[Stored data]
________________________________________
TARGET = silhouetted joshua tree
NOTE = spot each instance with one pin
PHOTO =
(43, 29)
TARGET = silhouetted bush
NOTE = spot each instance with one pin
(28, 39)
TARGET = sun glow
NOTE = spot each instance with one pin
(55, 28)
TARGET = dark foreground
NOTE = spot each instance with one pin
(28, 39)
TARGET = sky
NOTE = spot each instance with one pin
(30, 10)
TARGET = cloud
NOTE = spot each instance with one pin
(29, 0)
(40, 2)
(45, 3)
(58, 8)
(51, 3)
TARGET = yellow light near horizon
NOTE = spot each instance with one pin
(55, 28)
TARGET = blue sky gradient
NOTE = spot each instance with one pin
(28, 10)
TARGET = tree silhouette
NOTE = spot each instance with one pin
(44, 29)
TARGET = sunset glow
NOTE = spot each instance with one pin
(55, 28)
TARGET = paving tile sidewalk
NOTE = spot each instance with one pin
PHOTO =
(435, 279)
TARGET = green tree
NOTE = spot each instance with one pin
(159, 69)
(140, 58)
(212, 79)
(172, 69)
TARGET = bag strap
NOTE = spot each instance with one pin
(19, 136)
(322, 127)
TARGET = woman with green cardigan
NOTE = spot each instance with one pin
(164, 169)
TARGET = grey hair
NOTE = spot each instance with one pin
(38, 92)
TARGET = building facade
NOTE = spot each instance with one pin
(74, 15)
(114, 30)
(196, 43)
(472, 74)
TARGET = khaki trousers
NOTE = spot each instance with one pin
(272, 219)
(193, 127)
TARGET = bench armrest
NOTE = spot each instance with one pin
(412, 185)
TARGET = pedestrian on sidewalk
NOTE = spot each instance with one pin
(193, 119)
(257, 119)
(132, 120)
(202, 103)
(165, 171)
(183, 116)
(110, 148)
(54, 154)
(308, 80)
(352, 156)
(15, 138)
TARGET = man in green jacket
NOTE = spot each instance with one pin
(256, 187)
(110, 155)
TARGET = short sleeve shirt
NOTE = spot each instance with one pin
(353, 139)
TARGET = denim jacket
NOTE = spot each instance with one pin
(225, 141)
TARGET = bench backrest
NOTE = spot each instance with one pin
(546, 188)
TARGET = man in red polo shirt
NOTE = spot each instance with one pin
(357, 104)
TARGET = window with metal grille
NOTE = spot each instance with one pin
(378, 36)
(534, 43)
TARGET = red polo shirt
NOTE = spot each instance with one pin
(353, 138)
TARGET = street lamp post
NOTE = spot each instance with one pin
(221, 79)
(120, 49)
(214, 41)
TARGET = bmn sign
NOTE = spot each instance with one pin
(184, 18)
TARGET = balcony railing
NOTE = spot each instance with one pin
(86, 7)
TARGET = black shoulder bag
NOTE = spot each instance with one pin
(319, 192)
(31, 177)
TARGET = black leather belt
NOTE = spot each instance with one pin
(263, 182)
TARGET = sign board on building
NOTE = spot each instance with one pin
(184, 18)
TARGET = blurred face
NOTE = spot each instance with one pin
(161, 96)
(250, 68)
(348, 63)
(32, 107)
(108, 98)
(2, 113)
________________________________________
# To do:
Set down the preceding data verbatim. Every line belongs in the copy.

# Response:
TARGET = silhouetted joshua tree
NOTE = spot each instance with one pin
PHOTO =
(43, 29)
TARGET = silhouetted bush
NOTE = spot each instance with one pin
(28, 39)
TARGET = sun glow
NOTE = spot each instance with one pin
(55, 28)
TARGET = dark foreground
NOTE = spot each instance with one pin
(28, 39)
TARGET = sky
NOTE = spot each instance with one pin
(30, 10)
TARGET = cloud
NOTE = spot each instance with one pin
(29, 0)
(40, 2)
(45, 3)
(58, 8)
(51, 3)
TARGET = yellow light near horizon
NOTE = spot each instance with one pin
(55, 28)
TARGET = blue sky gradient
NOTE = spot each instance with one pin
(28, 10)
TARGET = tree silhouette
NOTE = spot each instance with one pin
(44, 29)
TARGET = sunset glow
NOTE = spot each instance with one pin
(55, 28)
TARGET = paving tile sidewalk
NOTE = spot each instance with one pin
PHOTO =
(435, 279)
TARGET = green tree
NOTE = spot each instance with one pin
(159, 69)
(140, 58)
(212, 79)
(172, 69)
TARGET = bag strap
NOTE = spot each instance with one pin
(19, 136)
(322, 127)
TARGET = woman with green cardigan
NOTE = spot each instance with one pin
(164, 169)
TARGET = grey hair
NOTE = spot each instance with one pin
(38, 92)
TARGET = building facade
NOTE = spot each instance with one pin
(74, 15)
(114, 30)
(196, 43)
(472, 74)
TARGET = khaki trousers
NOTE = spot each instance with one pin
(272, 219)
(193, 127)
TARGET = bench armrest
NOTE = spot each instance with one pin
(412, 185)
TARGET = pedestrian on sidewalk
NOTE = spot each instance with one pin
(193, 119)
(257, 119)
(132, 120)
(202, 103)
(165, 171)
(183, 116)
(110, 148)
(54, 154)
(308, 80)
(352, 156)
(15, 138)
TARGET = man in green jacket
NOTE = spot each instance with one pin
(256, 187)
(110, 155)
TARGET = short sleeve shirt
NOTE = spot each instance with one pin
(353, 139)
TARGET = denim jacket
NOTE = spot each instance with one pin
(225, 141)
TARGET = bench backrest
NOTE = spot each instance with one pin
(546, 188)
TARGET = man in red polo shirt
NOTE = spot each instance with one pin
(357, 104)
TARGET = window with metal grille
NOTE = spot each instance with one pin
(378, 36)
(534, 43)
TARGET = red polo shirt
NOTE = spot each instance with one pin
(353, 138)
TARGET = street lamp post
NOTE = spot each instance with one pin
(221, 79)
(120, 49)
(214, 41)
TARGET = bmn sign
NOTE = spot each instance with one pin
(184, 18)
TARGET = balcony railing
NOTE = spot each instance with one pin
(86, 7)
TARGET = black shoulder bag
NOTE = spot each instance with one pin
(319, 192)
(31, 177)
TARGET = black leather belt
NOTE = spot each instance with one pin
(263, 182)
TARGET = sign board on building
NOTE = spot each instance with one pin
(184, 18)
TARGET = blurred face
NOTE = spot each instance with one pin
(161, 96)
(250, 68)
(348, 63)
(32, 107)
(108, 98)
(2, 113)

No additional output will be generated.